Data shown:
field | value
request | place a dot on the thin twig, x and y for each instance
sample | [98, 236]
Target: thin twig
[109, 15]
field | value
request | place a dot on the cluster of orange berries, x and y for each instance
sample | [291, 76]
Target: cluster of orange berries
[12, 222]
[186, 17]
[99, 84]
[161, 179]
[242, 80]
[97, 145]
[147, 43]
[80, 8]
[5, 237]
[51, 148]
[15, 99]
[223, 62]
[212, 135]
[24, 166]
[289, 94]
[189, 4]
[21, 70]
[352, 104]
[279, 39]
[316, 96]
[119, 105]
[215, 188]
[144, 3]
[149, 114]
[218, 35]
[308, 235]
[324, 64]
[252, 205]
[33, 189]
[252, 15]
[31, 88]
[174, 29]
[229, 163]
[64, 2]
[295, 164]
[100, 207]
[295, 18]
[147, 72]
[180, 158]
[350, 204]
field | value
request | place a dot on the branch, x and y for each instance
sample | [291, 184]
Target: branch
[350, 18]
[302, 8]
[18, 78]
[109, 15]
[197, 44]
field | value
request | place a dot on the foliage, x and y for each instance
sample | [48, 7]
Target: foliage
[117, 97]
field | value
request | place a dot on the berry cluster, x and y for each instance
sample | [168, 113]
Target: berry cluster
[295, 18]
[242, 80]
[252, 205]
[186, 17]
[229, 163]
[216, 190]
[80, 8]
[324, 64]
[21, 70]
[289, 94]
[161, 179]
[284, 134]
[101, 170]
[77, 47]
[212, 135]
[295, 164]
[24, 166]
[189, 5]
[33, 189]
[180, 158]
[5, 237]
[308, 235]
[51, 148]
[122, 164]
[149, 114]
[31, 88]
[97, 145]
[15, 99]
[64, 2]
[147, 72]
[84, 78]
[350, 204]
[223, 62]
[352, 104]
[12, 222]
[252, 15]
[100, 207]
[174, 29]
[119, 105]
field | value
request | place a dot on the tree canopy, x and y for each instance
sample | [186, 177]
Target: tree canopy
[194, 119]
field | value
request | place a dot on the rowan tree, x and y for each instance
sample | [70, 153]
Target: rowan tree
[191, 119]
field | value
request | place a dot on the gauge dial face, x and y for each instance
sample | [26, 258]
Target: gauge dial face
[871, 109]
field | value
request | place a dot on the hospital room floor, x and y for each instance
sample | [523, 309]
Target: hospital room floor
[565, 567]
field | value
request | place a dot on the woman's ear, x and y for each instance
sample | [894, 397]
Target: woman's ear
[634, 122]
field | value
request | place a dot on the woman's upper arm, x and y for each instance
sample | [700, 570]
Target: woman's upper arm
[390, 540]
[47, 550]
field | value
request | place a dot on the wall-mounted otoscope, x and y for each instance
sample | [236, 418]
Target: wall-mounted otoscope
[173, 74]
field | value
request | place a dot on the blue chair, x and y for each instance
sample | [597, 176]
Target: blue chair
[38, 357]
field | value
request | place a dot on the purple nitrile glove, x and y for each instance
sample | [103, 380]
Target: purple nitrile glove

Exercise directions: Go through the data and gather every line that holds "glove".

Written reply:
request | place a dot on the purple nitrile glove, x and y for each instance
Target: purple nitrile glove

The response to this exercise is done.